Assignment
Check every line of the entries for "green", and copy the lines that hold it.

Data extracts

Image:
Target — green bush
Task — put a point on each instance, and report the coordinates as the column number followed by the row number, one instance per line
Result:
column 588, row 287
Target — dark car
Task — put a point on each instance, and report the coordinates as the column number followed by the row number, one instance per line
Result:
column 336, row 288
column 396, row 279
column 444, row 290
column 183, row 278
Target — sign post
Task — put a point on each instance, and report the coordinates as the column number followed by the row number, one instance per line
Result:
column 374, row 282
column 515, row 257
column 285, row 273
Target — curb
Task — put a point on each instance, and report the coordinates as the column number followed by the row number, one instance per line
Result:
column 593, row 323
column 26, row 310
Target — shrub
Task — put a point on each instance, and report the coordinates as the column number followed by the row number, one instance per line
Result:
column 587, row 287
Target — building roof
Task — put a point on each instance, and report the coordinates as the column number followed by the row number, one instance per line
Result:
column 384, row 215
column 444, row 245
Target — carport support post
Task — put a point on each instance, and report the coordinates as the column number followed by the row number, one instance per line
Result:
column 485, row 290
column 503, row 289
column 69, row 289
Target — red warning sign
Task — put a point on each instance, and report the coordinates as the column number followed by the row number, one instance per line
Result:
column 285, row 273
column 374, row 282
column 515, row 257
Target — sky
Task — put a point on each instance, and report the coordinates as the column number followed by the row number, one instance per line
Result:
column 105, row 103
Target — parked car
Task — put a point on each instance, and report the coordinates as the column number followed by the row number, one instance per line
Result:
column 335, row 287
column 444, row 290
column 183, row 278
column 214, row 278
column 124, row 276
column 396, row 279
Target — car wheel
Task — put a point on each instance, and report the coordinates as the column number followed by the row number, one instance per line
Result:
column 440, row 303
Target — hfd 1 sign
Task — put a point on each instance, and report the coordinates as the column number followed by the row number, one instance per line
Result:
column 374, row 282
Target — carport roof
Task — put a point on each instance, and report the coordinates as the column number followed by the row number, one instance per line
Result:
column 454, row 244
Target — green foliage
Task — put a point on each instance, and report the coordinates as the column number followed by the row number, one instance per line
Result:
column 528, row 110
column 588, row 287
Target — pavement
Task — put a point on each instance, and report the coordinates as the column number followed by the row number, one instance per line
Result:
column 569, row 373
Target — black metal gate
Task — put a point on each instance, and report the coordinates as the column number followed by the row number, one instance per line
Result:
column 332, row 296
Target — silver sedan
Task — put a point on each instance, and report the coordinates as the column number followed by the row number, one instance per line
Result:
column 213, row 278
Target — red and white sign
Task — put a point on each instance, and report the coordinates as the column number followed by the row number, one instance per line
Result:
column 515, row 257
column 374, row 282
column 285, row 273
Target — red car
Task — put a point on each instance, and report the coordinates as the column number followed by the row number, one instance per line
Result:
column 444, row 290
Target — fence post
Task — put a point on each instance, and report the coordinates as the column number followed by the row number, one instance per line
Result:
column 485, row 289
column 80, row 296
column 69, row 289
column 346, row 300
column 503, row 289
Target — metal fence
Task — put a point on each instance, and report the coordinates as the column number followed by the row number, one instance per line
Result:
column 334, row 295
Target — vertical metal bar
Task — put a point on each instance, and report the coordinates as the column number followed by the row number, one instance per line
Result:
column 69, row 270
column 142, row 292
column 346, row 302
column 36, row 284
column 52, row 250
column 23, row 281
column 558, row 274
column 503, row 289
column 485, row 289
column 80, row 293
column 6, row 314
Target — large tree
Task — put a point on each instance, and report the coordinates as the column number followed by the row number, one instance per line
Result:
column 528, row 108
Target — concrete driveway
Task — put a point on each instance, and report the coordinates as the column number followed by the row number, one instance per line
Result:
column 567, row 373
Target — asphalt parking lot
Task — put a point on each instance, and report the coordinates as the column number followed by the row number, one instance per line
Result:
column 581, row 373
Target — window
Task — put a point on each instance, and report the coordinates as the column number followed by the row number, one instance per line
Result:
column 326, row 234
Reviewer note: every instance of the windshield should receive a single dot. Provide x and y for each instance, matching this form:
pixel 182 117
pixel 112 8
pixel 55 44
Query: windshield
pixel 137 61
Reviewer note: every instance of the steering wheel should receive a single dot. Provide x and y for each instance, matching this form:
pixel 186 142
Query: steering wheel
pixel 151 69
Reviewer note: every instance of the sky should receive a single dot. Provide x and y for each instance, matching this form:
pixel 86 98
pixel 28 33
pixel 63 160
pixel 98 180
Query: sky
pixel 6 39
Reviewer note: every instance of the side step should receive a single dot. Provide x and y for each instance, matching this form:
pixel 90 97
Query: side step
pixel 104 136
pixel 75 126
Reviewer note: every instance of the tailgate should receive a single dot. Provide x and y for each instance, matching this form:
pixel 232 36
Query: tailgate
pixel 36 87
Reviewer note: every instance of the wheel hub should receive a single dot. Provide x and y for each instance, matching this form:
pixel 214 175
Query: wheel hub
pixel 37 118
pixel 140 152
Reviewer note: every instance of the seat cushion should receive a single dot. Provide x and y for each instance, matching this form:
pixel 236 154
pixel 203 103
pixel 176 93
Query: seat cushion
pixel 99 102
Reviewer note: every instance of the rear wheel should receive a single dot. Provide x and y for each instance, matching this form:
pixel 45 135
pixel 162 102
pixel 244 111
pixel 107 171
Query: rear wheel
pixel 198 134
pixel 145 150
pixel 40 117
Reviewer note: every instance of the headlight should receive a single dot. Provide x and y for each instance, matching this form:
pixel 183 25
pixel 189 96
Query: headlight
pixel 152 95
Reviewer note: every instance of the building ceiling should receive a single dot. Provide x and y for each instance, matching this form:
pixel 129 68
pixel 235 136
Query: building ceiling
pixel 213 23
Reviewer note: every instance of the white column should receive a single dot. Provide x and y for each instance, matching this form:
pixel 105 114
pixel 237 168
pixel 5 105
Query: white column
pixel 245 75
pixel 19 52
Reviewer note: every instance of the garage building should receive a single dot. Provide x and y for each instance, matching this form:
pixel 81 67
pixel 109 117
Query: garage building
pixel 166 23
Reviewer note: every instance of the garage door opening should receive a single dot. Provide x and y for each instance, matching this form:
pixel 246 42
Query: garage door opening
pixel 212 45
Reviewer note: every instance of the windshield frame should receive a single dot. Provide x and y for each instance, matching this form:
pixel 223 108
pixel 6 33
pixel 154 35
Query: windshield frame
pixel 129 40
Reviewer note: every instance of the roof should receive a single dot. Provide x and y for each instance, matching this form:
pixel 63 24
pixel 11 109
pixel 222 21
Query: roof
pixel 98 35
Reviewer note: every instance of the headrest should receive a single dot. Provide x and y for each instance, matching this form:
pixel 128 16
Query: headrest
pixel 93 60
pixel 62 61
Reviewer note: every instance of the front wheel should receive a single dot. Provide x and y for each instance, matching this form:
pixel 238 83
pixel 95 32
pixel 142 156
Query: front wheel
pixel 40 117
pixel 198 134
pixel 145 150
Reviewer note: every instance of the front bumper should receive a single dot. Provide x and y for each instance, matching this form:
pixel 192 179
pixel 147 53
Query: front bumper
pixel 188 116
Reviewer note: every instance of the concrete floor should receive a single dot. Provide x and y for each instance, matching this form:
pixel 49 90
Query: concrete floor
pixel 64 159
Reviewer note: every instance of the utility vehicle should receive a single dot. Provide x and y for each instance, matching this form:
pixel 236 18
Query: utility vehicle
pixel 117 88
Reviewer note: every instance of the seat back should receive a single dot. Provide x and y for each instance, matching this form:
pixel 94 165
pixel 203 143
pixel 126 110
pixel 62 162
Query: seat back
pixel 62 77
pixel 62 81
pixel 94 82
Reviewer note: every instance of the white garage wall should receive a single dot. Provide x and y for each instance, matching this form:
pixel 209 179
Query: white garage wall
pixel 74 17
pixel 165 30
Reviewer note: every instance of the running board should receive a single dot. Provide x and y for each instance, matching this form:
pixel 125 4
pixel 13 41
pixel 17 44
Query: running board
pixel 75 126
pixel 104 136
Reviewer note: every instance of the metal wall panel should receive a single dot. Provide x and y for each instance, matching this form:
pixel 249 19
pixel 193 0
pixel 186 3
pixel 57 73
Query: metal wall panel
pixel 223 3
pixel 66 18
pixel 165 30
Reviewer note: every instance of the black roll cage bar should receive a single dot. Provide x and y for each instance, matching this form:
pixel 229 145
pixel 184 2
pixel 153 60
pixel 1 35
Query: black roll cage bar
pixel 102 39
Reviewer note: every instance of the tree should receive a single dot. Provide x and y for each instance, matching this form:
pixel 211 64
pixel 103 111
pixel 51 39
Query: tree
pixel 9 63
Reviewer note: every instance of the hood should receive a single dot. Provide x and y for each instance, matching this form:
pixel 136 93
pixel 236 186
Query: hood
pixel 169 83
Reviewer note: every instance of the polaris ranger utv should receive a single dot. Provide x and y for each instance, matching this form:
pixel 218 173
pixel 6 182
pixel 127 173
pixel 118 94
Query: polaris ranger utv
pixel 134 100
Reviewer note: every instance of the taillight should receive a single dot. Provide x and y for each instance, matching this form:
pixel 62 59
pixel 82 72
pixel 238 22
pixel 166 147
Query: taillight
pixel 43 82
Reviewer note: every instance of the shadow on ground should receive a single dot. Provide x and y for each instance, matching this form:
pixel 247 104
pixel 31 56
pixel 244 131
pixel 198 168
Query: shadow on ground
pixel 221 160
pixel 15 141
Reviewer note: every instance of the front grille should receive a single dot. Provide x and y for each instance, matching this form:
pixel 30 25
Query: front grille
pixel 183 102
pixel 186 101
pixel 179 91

* * *

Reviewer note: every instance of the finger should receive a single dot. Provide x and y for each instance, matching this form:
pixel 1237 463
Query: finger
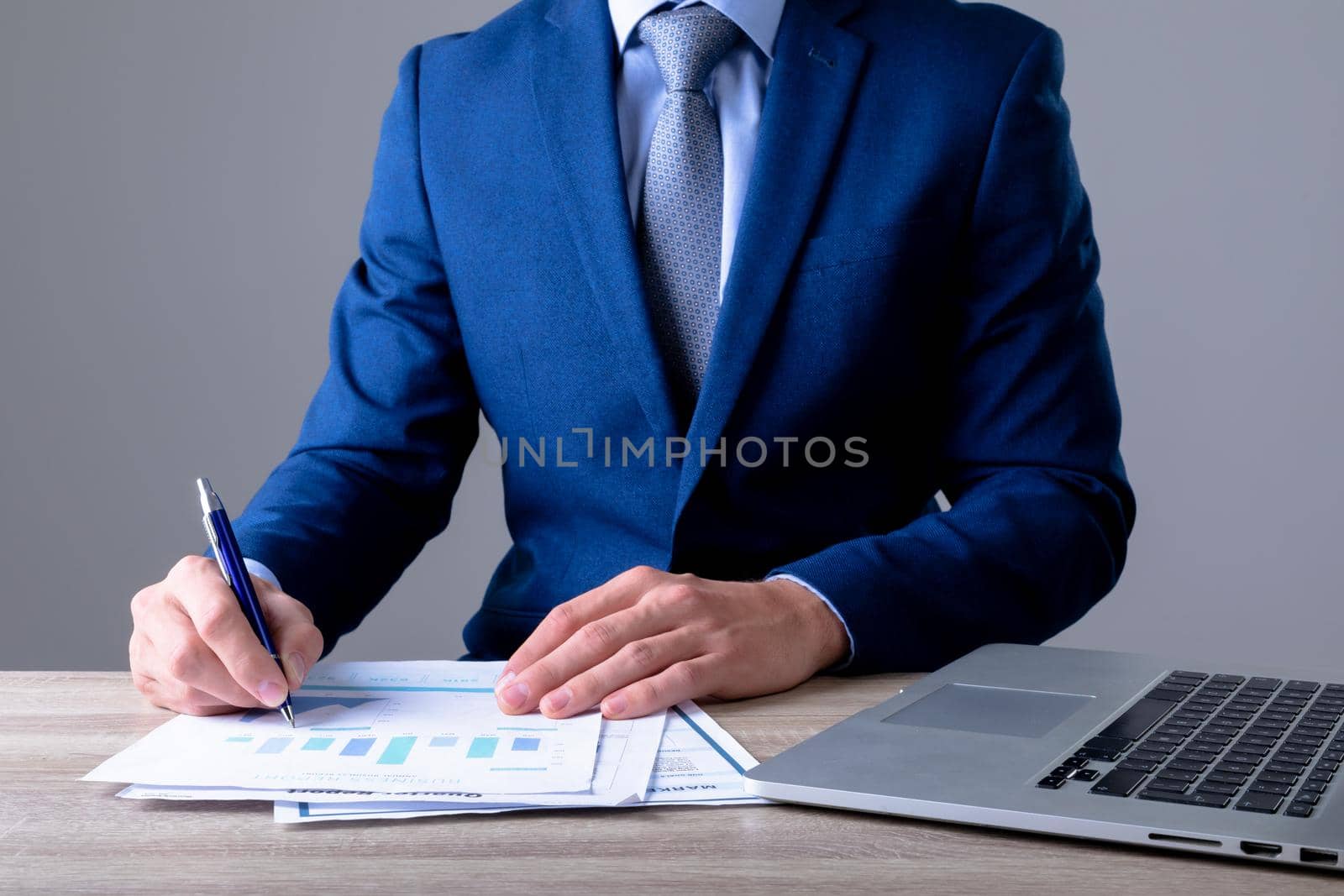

---

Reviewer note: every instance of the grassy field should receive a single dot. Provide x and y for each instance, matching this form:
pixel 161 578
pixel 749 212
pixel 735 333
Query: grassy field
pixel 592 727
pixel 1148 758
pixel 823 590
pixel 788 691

Problem solution
Target — green bush
Target — green foliage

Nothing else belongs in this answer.